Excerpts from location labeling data
┌──
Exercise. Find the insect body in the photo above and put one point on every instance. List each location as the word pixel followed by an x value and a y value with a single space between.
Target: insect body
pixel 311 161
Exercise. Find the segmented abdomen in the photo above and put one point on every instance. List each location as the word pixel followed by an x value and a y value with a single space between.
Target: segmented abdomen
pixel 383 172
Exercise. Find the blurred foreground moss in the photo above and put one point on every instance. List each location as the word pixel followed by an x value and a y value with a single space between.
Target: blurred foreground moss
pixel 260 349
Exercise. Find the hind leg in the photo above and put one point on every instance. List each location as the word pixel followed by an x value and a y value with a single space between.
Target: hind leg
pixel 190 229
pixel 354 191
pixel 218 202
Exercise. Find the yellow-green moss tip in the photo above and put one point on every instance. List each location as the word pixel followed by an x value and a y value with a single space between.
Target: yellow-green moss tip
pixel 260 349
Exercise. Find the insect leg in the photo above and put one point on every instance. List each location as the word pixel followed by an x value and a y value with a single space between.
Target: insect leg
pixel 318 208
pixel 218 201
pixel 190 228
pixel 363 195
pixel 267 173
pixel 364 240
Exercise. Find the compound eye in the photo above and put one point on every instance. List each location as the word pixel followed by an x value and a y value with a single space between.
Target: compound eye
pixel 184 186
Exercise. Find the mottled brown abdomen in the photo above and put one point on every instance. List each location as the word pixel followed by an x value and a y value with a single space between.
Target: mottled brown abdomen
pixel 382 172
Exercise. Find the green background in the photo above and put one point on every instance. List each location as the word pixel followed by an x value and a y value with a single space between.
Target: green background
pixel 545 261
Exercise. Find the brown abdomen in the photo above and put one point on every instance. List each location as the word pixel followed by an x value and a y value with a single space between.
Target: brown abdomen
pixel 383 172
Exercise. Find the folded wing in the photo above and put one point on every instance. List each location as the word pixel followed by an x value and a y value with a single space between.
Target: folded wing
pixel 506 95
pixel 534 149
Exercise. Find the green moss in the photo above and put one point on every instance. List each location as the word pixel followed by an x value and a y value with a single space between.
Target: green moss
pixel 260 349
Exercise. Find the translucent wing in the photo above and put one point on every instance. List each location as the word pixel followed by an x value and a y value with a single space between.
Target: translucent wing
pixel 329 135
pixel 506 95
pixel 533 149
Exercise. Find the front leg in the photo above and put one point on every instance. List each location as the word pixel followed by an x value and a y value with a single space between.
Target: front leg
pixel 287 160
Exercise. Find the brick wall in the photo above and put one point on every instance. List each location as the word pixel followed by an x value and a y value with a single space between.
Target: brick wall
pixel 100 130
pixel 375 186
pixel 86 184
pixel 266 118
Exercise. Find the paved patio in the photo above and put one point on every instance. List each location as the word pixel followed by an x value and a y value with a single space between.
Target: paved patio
└──
Can you convert all the records above into a numbered list, one line per item, leaving out any blank lines?

1. Exercise. Find the insect body in the photo above and put one point on every instance. List each location as the word pixel followed by an x value and a y value with a single space between.
2. Target: insect body
3. pixel 311 161
4. Exercise. Find the segmented abdomen in the photo above and put one point on every instance. List each location as the word pixel followed by an x value and a y value with a single space between.
5. Target: segmented abdomen
6. pixel 383 172
7. Exercise. Find the blurred foreground moss in the photo above and put one point on every instance. List each location as the word pixel followed by an x value and a y value with a single space between.
8. Target: blurred foreground moss
9. pixel 260 349
10. Exercise. Find the hind leg in the photo above and put one point on every instance. List each location as the word pixel followed by an x value and a y value with a single space between.
11. Target: hind leg
12. pixel 190 229
13. pixel 354 191
14. pixel 218 202
15. Exercise. Find the yellow-green moss tip in the photo above and put one point on every instance. List each location as the word pixel followed by an x value and a y value with a single space between.
16. Target: yellow-green moss tip
17. pixel 260 349
18. Exercise. Find the insect leg in the photo above and put one point on every instance. List each location as the word pixel followed by an x value and a y value with a single space between.
19. Target: insect leg
20. pixel 318 208
21. pixel 218 201
22. pixel 190 228
23. pixel 363 195
24. pixel 267 173
25. pixel 364 240
26. Exercise. Find the compound eye in the photo above and put one point on every instance. List each location as the word pixel followed by an x value and a y value with a single space between.
27. Target: compound eye
28. pixel 184 186
29. Exercise. Find the mottled brown abdomen in the photo above and put one point on every instance. List each location as the word pixel followed by an x value and a y value with a single space between.
30. Target: mottled brown abdomen
31. pixel 382 172
32. Exercise. Find the green background in the photo above and put one point on every instance. List each location as the word pixel followed by an x value and a y value with a single space between.
33. Target: green background
34. pixel 545 261
35. Exercise. Find the brown abdomen in the photo above and put one point on every instance. List each location as the word pixel followed by an x value and a y value with a single space between.
36. Target: brown abdomen
37. pixel 383 172
38. Exercise. Find the folded wing in the photo above and put one point on every instance. List each location as the word pixel followed by an x value and a y value with a single space between.
39. Target: folded wing
40. pixel 506 95
41. pixel 534 149
42. Exercise. Find the green moss in the photo above and put one point on every instance. List each location as the word pixel followed by an x value and a y value with a single space between.
43. Target: green moss
44. pixel 260 349
45. Exercise. Find the translucent wing in the photo above and put one point on every instance. List each location as the word pixel followed by an x value and a y value with a single space between.
46. Target: translucent wing
47. pixel 329 135
48. pixel 506 95
49. pixel 533 149
50. Exercise. Find the front leg in the photo above and put one point on every instance. List each location as the word pixel followed by an x value and a y value with a single space between.
51. Target: front leg
52. pixel 287 160
53. Exercise. Find the brick wall in the photo above and put one point on every instance. List each location as the word pixel followed by an x value and a y value with a single space between.
54. Target: brick wall
55. pixel 100 130
56. pixel 375 186
57. pixel 86 184
58. pixel 266 118
59. Exercise. Find the paved patio in the photo above and put one point on every instance. List each location as the word pixel followed by an x value and a y value with a single space between.
60. Target: paved patio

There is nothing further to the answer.